DWAYNE WHITE REG. #02953-112, Petitioner,
LINDA SANDERS, Warden, FCI, Forrest City, AR, Respondent.

The opinion of the court was delivered by: JERRY CAVANEAU, Magistrate Judge


Dwayne White, an inmate in the Federal Correctional Institution in Forrest City, Arkansas, brings this 28 U.S.C. § 2241 petition for writ of habeas corpus (docket entry #1), alleging that the Bureau of Prisons (BOP) is miscalculating his good conduct time credits. Respondent contends that the petition is without merit (docket entry #5), and Petitioner has replied (docket entry #7). For the reasons that follow, the petition must be dismissed.*fn1

According to Petitioner, he is serving a 180-month sentence, imposed on April 3, 1995. He says the BOP has inaccurately calculated his projected good conduct time credits at the rate of forty-seven days for each year of his sentence, when the applicable statute, 18 U.S.C. § 3624(b), provides for fifty-four days of credit for each year of the sentence. This is due to the BOP's policy of awarding good conduct time based on the time actually served on a sentence, rather than the sentence imposed. Petitioner says he is entitled to earn up to 810 days of good conduct time, which would place his projected release date in June 2007, and he asks the Court to direct the BOP to recalculate his good conduct time accordingly. Federal prisoners have a statutory right to receive credit toward their sentences for good behavior. 18 U.S.C. § 3624(a) & (b). Section 3624(b)(1) provides in relevant part:
[A] prisoner who is serving a term of imprisonment of more than 1 year . . . may receive credit toward the service of the prisoner's sentence, beyond the time served, of up to 54 days at the end of each year of the prisoner's term of imprisonment, beginning at the end of the first year of the term, subject to determination by the Bureau of Prisons that, during that year, the prisoner has displayed exemplary compliance with institutional disciplinary regulations. . . . [C]redit for the last year or portion of a year of the term of imprisonment shall be prorated and credited within the last six weeks of the sentence.

- Extracted material:
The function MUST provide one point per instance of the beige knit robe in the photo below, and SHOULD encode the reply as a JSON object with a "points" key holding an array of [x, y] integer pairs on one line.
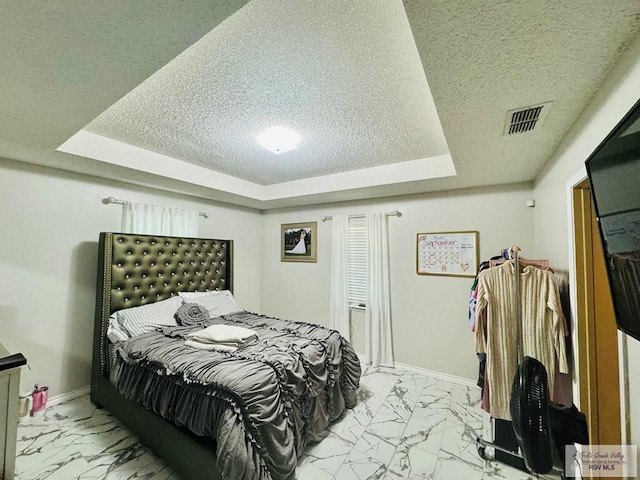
{"points": [[543, 328]]}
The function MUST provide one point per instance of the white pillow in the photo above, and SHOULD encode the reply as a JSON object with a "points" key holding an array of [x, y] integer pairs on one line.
{"points": [[145, 318], [115, 332], [219, 302], [192, 295]]}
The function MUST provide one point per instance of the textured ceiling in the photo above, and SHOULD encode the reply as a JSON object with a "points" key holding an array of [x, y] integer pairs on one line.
{"points": [[360, 81], [345, 75]]}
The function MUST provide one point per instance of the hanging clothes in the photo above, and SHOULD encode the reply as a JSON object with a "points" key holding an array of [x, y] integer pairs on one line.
{"points": [[543, 328]]}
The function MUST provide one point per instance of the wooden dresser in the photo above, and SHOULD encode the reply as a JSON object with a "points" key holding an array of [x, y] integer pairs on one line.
{"points": [[9, 386]]}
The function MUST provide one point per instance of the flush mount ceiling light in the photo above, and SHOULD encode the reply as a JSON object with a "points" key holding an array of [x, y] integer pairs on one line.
{"points": [[279, 139]]}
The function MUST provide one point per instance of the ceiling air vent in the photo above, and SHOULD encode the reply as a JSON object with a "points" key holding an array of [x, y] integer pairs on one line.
{"points": [[526, 119]]}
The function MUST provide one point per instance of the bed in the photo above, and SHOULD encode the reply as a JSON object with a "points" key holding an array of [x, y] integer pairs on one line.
{"points": [[210, 414]]}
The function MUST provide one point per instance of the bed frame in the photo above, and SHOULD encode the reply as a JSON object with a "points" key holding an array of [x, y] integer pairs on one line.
{"points": [[135, 270]]}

- Given instruction 1:
Copy the rows word for word, starting at the line that contains "of the bed in" and stopping after the last row.
- Given instruction 2:
Continue the court opinion on the good conduct time petition from the point where it ends.

- Written reply 1:
The function MUST provide one point per instance of the bed in the photo above, and SHOULD encode the reply as a JSON object with a "points" key holding an array of [x, y] integer pairs on one line.
{"points": [[210, 414]]}
The function MUST provide one point per instance of the bed frame in the photo above, and SHOULD encode the reply as a JSON object with a "points" key holding an array of [x, y] integer pairs on one line.
{"points": [[135, 270]]}

- Written reply 2:
  Once credit is awarded under this statute, the number of years that a prisoner actually will serve will be less than the imposed sentence. The BOP has interpreted § 3624(b) as entitling a prisoner to be awarded good conduct time credits based only on the time he has served, rather than on the full sentence that he received. 28 C.F.R. § 523.20(a)(1) (stating that the BOP "shall award . . . 54 days credit for each year served (prorated when the time served by the inmate for the sentence during the year is less than a full year)") (emphasis added); BOP Program Statement 5880.28, at 1-40 to 1-61 (Feb. 21, 1992), available at (setting forth detailed calculation instructions).

  The position advanced by Petitioner — that he should receive credit for each year of the sentence imposed — was rejected by the Eighth Circuit Court of Appeals in James v. Outlaw, 126 Fed. Appx. 758 (8th Cir. 2005) (unpub. per curiam), as follows:

  We conclude that § 3624(b) is ambiguous because it does not clearly indicate whether a prisoner's good time credits are based on the time served in prison or the sentence imposed. See White v. Scibana, 390 F.3d 997 (7th Cir. 2004)[, cert. denied, 125 S. Ct. 2921 (2005)]; Pacheco-Camacho v. Hood, 272 F.3d 1266 (9th Cir. 2001)[, cert. denied, 535 U.S. 1105 (2002)]. Since the BOP regulation was adopted through the notice and comment procedure, it is entitled to deference under Chevron U.S.A., Inc. v. Natural Res. Def. Council, Inc., 467 U.S. 837 (1984), and we conclude that it is a reasonable interpretation of the statute. Id. at 759. This ruling was reiterated in United States v. Wittman, 139 Fed. Appx. 759, 760 (8th Cir. 2005) (unpub. per curiam) (citing James and rejecting prisoner's argument that BOP's calculation method is contrary to Congress's intent and also finding rule of lenity inapplicable to resolve ambiguity).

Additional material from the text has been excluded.